◆ **Dataset content**
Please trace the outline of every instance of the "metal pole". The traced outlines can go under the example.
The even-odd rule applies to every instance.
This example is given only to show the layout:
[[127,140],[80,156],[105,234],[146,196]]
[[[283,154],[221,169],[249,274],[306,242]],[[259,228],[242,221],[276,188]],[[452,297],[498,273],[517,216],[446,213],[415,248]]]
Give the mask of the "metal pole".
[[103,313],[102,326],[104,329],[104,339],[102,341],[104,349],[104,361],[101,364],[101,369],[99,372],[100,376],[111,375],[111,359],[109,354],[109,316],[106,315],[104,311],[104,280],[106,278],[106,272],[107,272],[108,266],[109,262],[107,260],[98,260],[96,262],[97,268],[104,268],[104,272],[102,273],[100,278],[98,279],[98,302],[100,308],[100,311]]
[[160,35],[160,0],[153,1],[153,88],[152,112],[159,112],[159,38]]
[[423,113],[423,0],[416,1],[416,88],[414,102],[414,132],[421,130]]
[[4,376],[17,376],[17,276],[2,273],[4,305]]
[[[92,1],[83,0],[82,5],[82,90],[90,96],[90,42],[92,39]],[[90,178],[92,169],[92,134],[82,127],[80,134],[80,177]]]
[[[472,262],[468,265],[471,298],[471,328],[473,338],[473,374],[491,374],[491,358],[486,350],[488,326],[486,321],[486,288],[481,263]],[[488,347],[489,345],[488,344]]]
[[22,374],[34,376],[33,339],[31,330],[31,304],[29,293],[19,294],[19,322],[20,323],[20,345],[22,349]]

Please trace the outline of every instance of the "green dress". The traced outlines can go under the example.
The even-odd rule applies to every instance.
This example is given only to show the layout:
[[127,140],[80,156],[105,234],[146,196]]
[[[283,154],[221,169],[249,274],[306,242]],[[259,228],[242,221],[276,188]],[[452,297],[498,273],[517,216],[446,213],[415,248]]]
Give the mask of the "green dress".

◆ **Exercise details**
Using the material above, print every entry exactly as written.

◆ **Problem solution**
Please trace the outline of every instance of the "metal pole". The traced outlines can go under the example.
The even-odd rule applies to every instance.
This example is given only to show the layout:
[[127,140],[80,156],[105,234],[146,196]]
[[[283,154],[221,169],[249,274],[306,242]],[[259,228],[242,221],[276,188]],[[452,297],[498,273],[517,216],[446,213],[415,248]]]
Give the mask of the "metal pole".
[[103,313],[102,326],[104,329],[104,339],[102,341],[104,349],[104,361],[101,364],[101,369],[99,372],[100,376],[111,375],[111,359],[109,354],[109,316],[106,315],[104,311],[104,280],[106,278],[106,272],[107,272],[108,266],[109,262],[107,260],[98,260],[96,262],[97,268],[104,268],[104,272],[102,273],[100,278],[98,279],[98,302],[100,308],[100,311]]
[[160,35],[160,0],[153,1],[153,88],[152,112],[159,112],[159,38]]
[[423,113],[423,0],[416,1],[416,88],[414,102],[414,132],[421,130]]
[[4,376],[17,376],[17,276],[2,273],[4,305]]
[[[92,1],[83,0],[82,5],[82,90],[90,96],[90,42],[92,39]],[[90,178],[92,169],[92,134],[82,127],[80,134],[80,177]]]
[[[472,262],[468,265],[471,298],[471,328],[473,338],[473,374],[491,374],[491,358],[486,350],[488,326],[486,321],[486,288],[481,263]],[[488,347],[489,345],[488,344]]]
[[22,374],[34,376],[33,339],[31,330],[31,304],[29,293],[19,294],[19,322],[20,323],[20,345],[22,349]]

Please trace the outline of every instance of the "green dress". The traced outlines can go under the example.
The even-odd rule applies to every instance.
This example is given only to show the layout:
[[127,140],[80,156],[105,234],[146,196]]
[[[283,154],[221,169],[249,274],[306,242]],[[259,228],[242,221],[276,188]],[[452,297],[498,273],[517,216],[446,213],[415,248]]]
Give the mask of the "green dress".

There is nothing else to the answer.